• **What the task asks**
Print all records exactly, leaving nothing out.

• **Stored data**
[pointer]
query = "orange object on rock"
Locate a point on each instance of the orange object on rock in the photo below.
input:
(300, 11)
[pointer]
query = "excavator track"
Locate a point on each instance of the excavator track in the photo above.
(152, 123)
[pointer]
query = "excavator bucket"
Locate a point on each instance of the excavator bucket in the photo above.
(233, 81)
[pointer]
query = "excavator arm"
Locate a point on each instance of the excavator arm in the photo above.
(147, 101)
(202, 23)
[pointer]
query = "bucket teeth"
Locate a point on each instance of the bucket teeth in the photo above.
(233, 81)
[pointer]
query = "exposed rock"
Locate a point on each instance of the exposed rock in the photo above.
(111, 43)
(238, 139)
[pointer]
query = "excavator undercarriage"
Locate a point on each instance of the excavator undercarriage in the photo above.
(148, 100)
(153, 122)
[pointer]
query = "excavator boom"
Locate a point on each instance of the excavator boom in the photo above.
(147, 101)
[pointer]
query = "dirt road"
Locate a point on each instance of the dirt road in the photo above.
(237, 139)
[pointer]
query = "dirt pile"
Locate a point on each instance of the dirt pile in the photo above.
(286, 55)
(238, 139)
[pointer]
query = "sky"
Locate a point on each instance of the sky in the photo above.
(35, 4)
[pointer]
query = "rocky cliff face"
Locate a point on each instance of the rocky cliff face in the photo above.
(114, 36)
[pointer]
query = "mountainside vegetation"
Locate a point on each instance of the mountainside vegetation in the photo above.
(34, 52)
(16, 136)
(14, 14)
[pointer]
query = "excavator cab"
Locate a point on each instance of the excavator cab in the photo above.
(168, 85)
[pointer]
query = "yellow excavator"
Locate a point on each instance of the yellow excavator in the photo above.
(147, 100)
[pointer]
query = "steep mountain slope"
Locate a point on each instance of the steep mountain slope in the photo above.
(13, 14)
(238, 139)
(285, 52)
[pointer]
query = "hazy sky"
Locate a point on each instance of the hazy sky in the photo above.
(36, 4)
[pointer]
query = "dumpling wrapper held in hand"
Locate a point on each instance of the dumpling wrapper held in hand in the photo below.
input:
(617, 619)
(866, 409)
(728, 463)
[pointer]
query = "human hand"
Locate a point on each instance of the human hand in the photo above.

• **Final result**
[pointer]
query = "orange object on rock"
Locate a point on each instance of the orange object on rock in the photo below.
input:
(300, 11)
[pointer]
query = "excavator track"
Locate a point on each instance of the excavator track in the photo above.
(152, 123)
[pointer]
query = "excavator bucket"
Locate a point on each instance of the excavator bucket in the photo above.
(233, 81)
[pointer]
query = "excavator arm"
Locate a point on each instance of the excavator arm in the photo above.
(147, 101)
(202, 23)
[pointer]
query = "bucket teeth"
Locate a point on each instance of the bucket teeth in the photo above.
(233, 81)
[pointer]
query = "exposed rock"
Locate a point on each instance of the exposed rock in the photo above.
(111, 43)
(238, 139)
[pointer]
query = "excavator undercarriage"
Locate a point on each instance of the excavator undercarriage in the photo above.
(148, 100)
(153, 122)
[pointer]
query = "excavator boom"
Locate a point on each instance of the excavator boom in the photo above.
(147, 101)
[pointer]
query = "dirt road"
Locate a point on each instance of the dirt road in the photo above.
(237, 139)
[pointer]
query = "dirt pile"
Locate a point on each instance of the dirt pile in the photo above.
(286, 55)
(238, 139)
[pointer]
query = "sky"
Locate a point on each instance of the sky in the photo above.
(35, 4)
[pointer]
query = "rocky cliff face"
Locate a point on each instance of the rocky cliff face in the photo above.
(114, 36)
[pointer]
query = "mountainside vegetation"
Locate a point on each instance of the mountainside vegetation in the photo above.
(34, 52)
(16, 136)
(14, 14)
[pointer]
query = "excavator cab"
Locate a point on each instance of the excavator cab in the photo above.
(168, 85)
[pointer]
query = "yellow excavator"
Locate a point on each instance of the yellow excavator in the photo above.
(147, 100)
[pointer]
query = "steep mountain slope"
Locate a point on each instance of the steep mountain slope in the photo above.
(13, 14)
(238, 139)
(285, 52)
[pointer]
query = "hazy sky"
Locate a point on each instance of the hazy sky in the photo above.
(36, 4)
[pointer]
query = "dumpling wrapper held in hand"
Locate a point on each instance of the dumpling wrapper held in hand in the photo below.
input:
(617, 619)
(866, 409)
(728, 463)
[pointer]
query = "human hand"
Locate a point on each instance of the human hand in the photo above.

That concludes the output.